Stored data entries
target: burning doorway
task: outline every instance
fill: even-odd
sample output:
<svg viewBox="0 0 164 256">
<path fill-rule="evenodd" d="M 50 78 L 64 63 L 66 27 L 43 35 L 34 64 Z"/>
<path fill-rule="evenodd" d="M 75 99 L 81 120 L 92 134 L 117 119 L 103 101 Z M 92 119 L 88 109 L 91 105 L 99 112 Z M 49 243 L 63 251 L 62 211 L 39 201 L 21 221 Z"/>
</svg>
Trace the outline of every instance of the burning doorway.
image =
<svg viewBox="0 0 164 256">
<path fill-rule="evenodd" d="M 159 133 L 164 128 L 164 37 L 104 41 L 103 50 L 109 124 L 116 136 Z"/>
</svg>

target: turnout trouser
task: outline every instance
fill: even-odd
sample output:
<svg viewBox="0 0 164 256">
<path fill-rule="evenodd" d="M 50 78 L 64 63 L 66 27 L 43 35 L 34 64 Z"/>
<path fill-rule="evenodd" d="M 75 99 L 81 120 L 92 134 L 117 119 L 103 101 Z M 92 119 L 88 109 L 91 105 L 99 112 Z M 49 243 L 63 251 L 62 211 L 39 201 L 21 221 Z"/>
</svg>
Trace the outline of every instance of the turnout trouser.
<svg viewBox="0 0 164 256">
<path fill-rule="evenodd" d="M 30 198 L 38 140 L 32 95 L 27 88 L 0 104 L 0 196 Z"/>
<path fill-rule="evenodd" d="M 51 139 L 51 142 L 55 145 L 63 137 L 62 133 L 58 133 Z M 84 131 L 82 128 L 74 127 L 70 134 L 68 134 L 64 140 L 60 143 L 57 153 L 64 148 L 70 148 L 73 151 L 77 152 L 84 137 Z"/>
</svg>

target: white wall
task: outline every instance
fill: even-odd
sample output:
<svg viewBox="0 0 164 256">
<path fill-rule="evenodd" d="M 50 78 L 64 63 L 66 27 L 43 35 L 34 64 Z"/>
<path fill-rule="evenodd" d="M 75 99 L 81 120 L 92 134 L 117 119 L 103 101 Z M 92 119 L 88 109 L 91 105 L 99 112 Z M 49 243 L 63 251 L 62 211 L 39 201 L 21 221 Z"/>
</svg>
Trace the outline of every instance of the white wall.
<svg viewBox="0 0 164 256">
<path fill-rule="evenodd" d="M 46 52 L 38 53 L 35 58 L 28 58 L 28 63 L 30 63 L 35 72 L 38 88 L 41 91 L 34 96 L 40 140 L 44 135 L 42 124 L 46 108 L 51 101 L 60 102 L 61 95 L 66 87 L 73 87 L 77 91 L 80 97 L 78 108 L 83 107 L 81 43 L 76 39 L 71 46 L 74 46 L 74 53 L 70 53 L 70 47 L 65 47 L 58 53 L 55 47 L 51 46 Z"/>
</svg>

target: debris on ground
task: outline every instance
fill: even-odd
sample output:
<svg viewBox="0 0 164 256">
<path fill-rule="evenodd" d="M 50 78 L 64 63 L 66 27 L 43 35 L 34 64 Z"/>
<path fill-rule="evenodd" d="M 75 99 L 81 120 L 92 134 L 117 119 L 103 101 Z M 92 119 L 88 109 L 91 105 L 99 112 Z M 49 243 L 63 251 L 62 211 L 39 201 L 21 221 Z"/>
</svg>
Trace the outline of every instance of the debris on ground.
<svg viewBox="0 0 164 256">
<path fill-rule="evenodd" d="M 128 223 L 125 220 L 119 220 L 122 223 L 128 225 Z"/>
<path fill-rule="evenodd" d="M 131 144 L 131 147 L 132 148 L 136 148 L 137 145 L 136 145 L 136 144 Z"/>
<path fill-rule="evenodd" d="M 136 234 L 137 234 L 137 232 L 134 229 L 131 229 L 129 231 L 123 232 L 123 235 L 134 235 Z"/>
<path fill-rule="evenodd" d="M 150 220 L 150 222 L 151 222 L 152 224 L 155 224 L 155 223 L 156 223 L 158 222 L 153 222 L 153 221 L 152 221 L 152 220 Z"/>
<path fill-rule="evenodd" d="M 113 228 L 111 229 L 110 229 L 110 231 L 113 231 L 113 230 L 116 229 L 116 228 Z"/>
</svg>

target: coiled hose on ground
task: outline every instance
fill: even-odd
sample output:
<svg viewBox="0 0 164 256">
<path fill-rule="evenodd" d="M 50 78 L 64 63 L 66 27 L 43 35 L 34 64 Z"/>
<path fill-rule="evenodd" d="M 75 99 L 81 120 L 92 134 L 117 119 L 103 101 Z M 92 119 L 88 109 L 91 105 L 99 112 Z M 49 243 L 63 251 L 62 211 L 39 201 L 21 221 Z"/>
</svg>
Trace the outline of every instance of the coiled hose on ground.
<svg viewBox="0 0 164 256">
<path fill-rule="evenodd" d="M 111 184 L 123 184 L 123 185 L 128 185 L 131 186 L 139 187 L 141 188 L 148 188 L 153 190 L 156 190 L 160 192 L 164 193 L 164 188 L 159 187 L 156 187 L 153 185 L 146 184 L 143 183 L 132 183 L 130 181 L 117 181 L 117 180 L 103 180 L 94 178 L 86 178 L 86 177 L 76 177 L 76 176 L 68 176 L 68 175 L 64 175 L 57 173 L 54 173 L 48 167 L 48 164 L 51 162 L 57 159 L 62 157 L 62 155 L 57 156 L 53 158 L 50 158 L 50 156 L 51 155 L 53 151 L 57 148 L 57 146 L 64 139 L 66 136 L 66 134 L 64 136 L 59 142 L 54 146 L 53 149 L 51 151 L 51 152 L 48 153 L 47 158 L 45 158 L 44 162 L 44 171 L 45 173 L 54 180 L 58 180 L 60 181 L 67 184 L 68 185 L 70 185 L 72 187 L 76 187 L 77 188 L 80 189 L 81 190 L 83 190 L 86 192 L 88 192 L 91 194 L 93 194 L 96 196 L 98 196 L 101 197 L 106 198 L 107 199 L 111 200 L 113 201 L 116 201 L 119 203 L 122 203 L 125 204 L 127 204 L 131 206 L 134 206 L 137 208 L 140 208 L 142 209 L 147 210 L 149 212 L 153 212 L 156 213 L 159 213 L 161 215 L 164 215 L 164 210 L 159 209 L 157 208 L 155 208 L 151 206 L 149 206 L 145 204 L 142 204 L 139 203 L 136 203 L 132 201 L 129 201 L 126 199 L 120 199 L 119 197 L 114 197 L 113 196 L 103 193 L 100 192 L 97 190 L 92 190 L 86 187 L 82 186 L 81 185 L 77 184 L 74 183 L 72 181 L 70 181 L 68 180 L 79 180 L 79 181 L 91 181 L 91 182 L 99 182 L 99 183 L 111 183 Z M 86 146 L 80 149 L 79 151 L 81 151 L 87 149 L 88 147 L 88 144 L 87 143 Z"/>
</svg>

The exercise: Give the complete listing a second time, exactly as it reads.

The answer:
target: burning doorway
task: outline every instance
fill: even-odd
sample output:
<svg viewBox="0 0 164 256">
<path fill-rule="evenodd" d="M 50 78 L 64 63 L 66 27 L 43 35 L 34 64 Z"/>
<path fill-rule="evenodd" d="M 75 99 L 81 120 L 92 134 L 117 119 L 103 101 Z M 92 119 L 88 109 L 91 105 L 99 112 Z M 49 243 L 63 251 L 62 211 L 39 201 L 21 221 Z"/>
</svg>
Trace the outline of every instance of the burning doorway.
image =
<svg viewBox="0 0 164 256">
<path fill-rule="evenodd" d="M 159 133 L 164 128 L 164 37 L 104 41 L 103 50 L 109 124 L 116 136 Z"/>
</svg>

target: turnout trouser
task: outline every instance
fill: even-odd
sample output:
<svg viewBox="0 0 164 256">
<path fill-rule="evenodd" d="M 50 78 L 64 63 L 66 27 L 43 35 L 34 64 Z"/>
<path fill-rule="evenodd" d="M 75 99 L 81 120 L 92 134 L 117 119 L 103 101 Z M 92 119 L 88 109 L 91 105 L 99 112 Z M 49 243 L 63 251 L 62 211 L 39 201 L 21 221 Z"/>
</svg>
Trace the outline of every instance of the turnout trouser.
<svg viewBox="0 0 164 256">
<path fill-rule="evenodd" d="M 30 198 L 38 140 L 32 95 L 27 88 L 0 104 L 0 196 Z"/>
<path fill-rule="evenodd" d="M 51 139 L 51 142 L 55 145 L 63 137 L 62 133 L 58 133 Z M 84 131 L 82 128 L 74 127 L 70 134 L 68 134 L 64 140 L 60 143 L 57 153 L 64 148 L 70 148 L 73 151 L 77 152 L 84 137 Z"/>
</svg>

target: white wall
task: outline every instance
fill: even-odd
sample output:
<svg viewBox="0 0 164 256">
<path fill-rule="evenodd" d="M 50 78 L 64 63 L 66 27 L 43 35 L 34 64 Z"/>
<path fill-rule="evenodd" d="M 75 99 L 81 120 L 92 134 L 117 119 L 103 101 Z M 92 119 L 88 109 L 91 105 L 99 112 Z M 49 243 L 63 251 L 62 211 L 39 201 L 21 221 Z"/>
</svg>
Trace the outline of every instance of the white wall.
<svg viewBox="0 0 164 256">
<path fill-rule="evenodd" d="M 46 52 L 38 53 L 35 58 L 28 58 L 28 63 L 30 63 L 35 72 L 38 88 L 41 91 L 34 96 L 40 140 L 44 135 L 42 124 L 46 108 L 51 101 L 60 102 L 61 95 L 66 87 L 73 87 L 77 91 L 80 97 L 78 108 L 83 107 L 81 43 L 76 39 L 71 46 L 74 46 L 74 53 L 70 53 L 70 47 L 65 47 L 58 53 L 55 47 L 51 46 Z"/>
</svg>

target: debris on ground
task: outline every instance
fill: even-odd
sample output:
<svg viewBox="0 0 164 256">
<path fill-rule="evenodd" d="M 50 78 L 64 63 L 66 27 L 43 35 L 34 64 Z"/>
<path fill-rule="evenodd" d="M 75 99 L 81 120 L 92 134 L 117 119 L 103 101 Z M 92 119 L 88 109 L 91 105 L 99 112 Z M 49 243 L 63 251 L 62 211 L 39 201 L 21 221 Z"/>
</svg>
Trace the outline of every instance of the debris on ground.
<svg viewBox="0 0 164 256">
<path fill-rule="evenodd" d="M 128 223 L 125 220 L 119 220 L 122 223 L 128 225 Z"/>
<path fill-rule="evenodd" d="M 131 144 L 131 147 L 132 148 L 136 148 L 137 145 L 136 145 L 136 144 Z"/>
<path fill-rule="evenodd" d="M 136 234 L 137 234 L 137 232 L 134 229 L 131 229 L 129 231 L 123 232 L 123 235 L 134 235 Z"/>
<path fill-rule="evenodd" d="M 150 220 L 150 222 L 151 222 L 152 224 L 155 224 L 155 223 L 156 223 L 158 222 L 153 222 L 153 221 L 152 221 L 152 220 Z"/>
<path fill-rule="evenodd" d="M 113 228 L 111 229 L 110 229 L 110 231 L 113 231 L 113 230 L 116 229 L 116 228 Z"/>
</svg>

target: coiled hose on ground
task: outline every instance
fill: even-odd
sample output:
<svg viewBox="0 0 164 256">
<path fill-rule="evenodd" d="M 50 78 L 64 63 L 66 27 L 43 35 L 34 64 Z"/>
<path fill-rule="evenodd" d="M 75 99 L 81 120 L 92 134 L 117 119 L 103 101 Z M 92 119 L 88 109 L 91 105 L 99 112 Z M 49 243 L 63 251 L 62 211 L 39 201 L 21 221 Z"/>
</svg>
Trace the outline of every instance of the coiled hose on ground.
<svg viewBox="0 0 164 256">
<path fill-rule="evenodd" d="M 111 184 L 123 184 L 123 185 L 128 185 L 131 186 L 139 187 L 141 188 L 148 188 L 153 190 L 156 190 L 160 192 L 164 193 L 164 188 L 159 187 L 156 187 L 153 185 L 146 184 L 143 183 L 132 183 L 130 181 L 117 181 L 117 180 L 103 180 L 94 178 L 86 178 L 86 177 L 76 177 L 76 176 L 68 176 L 68 175 L 64 175 L 57 173 L 54 173 L 48 167 L 48 164 L 51 162 L 57 159 L 62 157 L 62 155 L 57 156 L 53 158 L 50 158 L 50 156 L 51 155 L 53 151 L 57 148 L 57 146 L 64 139 L 66 136 L 66 134 L 64 136 L 59 142 L 54 146 L 53 149 L 51 151 L 51 152 L 48 153 L 47 158 L 45 158 L 44 162 L 44 171 L 45 173 L 54 180 L 58 180 L 60 181 L 67 184 L 68 185 L 70 185 L 72 187 L 76 187 L 77 188 L 80 189 L 81 190 L 83 190 L 86 192 L 88 192 L 91 194 L 93 194 L 96 196 L 98 196 L 101 197 L 106 198 L 107 199 L 111 200 L 113 201 L 116 201 L 119 203 L 122 203 L 125 204 L 127 204 L 131 206 L 134 206 L 137 208 L 140 208 L 142 209 L 147 210 L 149 212 L 153 212 L 156 213 L 159 213 L 161 215 L 164 215 L 164 210 L 159 209 L 157 208 L 155 208 L 151 206 L 149 206 L 145 204 L 142 204 L 139 203 L 136 203 L 132 201 L 129 201 L 126 199 L 120 199 L 119 197 L 114 197 L 113 196 L 103 193 L 100 192 L 97 190 L 92 190 L 86 187 L 82 186 L 81 185 L 77 184 L 74 183 L 72 181 L 70 181 L 68 180 L 79 180 L 79 181 L 91 181 L 91 182 L 99 182 L 99 183 L 111 183 Z M 86 146 L 80 149 L 79 151 L 81 151 L 87 149 L 88 147 L 88 144 L 87 143 Z"/>
</svg>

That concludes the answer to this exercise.